> Work to be completed
Starting at the beginning of the records and ending at the line that contains "column 383, row 582", write the lines out again, substituting "broadleaf tree" for "deciduous tree" and leaving all else unchanged.

> Records supplied
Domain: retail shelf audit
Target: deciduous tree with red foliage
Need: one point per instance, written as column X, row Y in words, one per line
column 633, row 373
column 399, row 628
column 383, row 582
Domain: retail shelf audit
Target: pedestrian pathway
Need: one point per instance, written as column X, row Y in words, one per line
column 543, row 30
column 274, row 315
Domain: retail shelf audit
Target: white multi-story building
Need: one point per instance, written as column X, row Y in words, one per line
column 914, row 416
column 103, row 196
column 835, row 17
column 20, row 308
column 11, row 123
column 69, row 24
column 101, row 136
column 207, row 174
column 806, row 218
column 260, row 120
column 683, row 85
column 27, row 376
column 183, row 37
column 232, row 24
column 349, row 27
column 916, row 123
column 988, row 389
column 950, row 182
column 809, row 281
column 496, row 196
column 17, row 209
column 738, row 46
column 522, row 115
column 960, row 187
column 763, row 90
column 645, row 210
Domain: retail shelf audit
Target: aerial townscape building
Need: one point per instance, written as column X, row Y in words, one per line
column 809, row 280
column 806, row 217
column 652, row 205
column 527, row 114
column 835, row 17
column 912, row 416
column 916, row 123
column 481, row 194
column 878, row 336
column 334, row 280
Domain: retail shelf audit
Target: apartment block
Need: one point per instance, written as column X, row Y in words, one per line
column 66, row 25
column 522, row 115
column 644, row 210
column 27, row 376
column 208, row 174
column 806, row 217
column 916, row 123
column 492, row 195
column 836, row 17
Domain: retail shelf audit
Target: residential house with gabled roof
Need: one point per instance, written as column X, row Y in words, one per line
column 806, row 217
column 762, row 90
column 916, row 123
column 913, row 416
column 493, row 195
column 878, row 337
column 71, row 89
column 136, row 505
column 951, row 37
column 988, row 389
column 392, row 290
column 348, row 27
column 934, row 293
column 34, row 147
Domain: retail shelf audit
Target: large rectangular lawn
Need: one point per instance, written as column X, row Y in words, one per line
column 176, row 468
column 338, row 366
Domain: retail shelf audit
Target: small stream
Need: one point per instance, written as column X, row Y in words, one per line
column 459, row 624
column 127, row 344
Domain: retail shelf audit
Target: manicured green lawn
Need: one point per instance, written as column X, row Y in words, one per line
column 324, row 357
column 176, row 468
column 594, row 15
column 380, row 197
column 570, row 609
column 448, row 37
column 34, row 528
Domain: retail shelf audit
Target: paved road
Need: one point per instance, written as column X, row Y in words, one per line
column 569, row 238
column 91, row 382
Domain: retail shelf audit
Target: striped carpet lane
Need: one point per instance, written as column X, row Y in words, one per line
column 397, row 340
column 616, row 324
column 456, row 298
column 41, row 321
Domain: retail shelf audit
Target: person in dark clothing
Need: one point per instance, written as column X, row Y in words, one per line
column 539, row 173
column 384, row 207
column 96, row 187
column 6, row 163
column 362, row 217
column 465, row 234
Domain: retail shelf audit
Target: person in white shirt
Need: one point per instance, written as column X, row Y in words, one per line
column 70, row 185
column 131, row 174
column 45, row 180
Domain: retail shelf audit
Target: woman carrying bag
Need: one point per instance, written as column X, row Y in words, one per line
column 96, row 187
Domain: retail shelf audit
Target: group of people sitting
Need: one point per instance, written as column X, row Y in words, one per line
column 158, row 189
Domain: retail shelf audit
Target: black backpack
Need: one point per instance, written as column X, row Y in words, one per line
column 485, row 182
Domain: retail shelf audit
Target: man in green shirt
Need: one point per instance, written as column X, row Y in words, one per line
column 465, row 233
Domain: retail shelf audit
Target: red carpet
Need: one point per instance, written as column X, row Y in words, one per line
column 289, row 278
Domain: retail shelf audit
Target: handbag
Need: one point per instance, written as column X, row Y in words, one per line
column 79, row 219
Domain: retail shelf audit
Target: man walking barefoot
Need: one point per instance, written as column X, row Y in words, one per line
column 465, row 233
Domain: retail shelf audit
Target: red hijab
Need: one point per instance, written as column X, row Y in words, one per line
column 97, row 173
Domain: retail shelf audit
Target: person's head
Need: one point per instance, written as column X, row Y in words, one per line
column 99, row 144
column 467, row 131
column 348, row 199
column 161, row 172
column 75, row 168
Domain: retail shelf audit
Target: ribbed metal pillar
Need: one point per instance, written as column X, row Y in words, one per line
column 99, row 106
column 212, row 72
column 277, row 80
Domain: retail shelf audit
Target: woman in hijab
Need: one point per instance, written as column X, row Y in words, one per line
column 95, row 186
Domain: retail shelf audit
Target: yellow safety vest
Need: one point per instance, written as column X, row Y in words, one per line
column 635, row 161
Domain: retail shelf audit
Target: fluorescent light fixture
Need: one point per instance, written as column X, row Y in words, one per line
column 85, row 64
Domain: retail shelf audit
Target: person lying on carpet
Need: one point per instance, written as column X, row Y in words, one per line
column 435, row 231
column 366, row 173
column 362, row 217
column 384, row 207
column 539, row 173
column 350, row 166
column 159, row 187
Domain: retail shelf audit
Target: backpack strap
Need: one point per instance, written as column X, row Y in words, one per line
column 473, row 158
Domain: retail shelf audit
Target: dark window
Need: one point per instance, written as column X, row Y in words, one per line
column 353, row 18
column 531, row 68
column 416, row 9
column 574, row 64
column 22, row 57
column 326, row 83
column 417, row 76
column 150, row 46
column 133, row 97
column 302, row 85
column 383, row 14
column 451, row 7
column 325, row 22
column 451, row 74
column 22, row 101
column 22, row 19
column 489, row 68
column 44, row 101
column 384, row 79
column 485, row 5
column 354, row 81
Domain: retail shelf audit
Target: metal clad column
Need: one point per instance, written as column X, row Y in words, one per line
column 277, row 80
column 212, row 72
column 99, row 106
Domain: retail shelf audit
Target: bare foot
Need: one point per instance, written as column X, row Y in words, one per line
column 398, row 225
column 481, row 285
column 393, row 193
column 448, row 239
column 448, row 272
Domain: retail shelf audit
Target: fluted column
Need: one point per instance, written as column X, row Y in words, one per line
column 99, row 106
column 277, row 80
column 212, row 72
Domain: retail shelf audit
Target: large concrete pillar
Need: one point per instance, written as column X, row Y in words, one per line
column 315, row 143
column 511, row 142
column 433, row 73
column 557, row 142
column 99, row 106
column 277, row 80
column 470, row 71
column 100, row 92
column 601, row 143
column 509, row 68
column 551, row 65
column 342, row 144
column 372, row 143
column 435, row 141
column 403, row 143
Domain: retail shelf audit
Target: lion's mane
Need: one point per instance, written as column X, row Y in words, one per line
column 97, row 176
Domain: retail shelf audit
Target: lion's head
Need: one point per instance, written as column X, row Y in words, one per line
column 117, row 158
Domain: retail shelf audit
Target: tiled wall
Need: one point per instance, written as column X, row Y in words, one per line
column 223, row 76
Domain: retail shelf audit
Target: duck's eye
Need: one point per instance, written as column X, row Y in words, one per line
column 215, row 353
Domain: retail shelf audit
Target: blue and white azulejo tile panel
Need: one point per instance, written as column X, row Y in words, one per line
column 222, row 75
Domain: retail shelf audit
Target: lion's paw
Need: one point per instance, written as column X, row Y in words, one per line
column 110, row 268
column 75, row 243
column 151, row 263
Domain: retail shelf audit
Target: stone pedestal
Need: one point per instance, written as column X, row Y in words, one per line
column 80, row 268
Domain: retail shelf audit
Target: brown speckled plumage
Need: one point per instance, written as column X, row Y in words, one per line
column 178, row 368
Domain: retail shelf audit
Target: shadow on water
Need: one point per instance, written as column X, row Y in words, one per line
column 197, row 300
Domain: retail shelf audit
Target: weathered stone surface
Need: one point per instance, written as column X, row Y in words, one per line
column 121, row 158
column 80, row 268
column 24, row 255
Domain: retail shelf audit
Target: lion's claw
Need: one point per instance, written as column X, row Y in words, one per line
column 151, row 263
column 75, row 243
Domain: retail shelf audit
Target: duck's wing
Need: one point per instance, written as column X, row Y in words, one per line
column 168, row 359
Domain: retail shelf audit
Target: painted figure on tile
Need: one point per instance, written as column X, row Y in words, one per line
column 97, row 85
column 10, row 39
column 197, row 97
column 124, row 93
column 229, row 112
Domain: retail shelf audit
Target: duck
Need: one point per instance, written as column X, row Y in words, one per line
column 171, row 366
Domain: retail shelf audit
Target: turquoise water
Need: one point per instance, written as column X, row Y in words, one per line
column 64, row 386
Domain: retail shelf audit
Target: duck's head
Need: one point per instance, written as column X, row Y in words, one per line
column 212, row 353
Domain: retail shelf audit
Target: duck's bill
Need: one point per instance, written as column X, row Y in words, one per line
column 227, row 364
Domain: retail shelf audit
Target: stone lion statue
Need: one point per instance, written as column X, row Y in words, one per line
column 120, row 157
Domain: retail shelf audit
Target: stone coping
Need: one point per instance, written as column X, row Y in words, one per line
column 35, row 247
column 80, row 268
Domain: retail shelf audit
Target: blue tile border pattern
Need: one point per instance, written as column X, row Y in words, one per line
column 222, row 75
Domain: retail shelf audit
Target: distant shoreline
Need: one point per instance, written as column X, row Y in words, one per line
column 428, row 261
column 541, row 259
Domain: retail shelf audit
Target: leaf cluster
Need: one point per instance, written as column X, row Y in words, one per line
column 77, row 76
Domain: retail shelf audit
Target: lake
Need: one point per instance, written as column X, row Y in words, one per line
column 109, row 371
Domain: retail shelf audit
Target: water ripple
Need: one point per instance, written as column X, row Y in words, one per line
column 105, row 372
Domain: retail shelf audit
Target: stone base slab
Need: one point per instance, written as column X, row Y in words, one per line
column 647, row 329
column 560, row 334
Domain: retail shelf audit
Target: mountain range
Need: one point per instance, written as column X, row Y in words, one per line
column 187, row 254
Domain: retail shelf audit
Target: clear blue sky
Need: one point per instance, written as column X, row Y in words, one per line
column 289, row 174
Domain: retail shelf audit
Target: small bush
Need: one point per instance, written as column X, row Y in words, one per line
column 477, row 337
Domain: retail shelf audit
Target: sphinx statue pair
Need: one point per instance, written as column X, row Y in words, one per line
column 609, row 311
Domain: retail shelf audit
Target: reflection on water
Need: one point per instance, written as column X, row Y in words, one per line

> Correct response
Domain: retail shelf audit
Target: broadleaf tree with red foliage
Need: one point per instance, written as column X, row Y in words, one per line
column 633, row 373
column 399, row 628
column 383, row 582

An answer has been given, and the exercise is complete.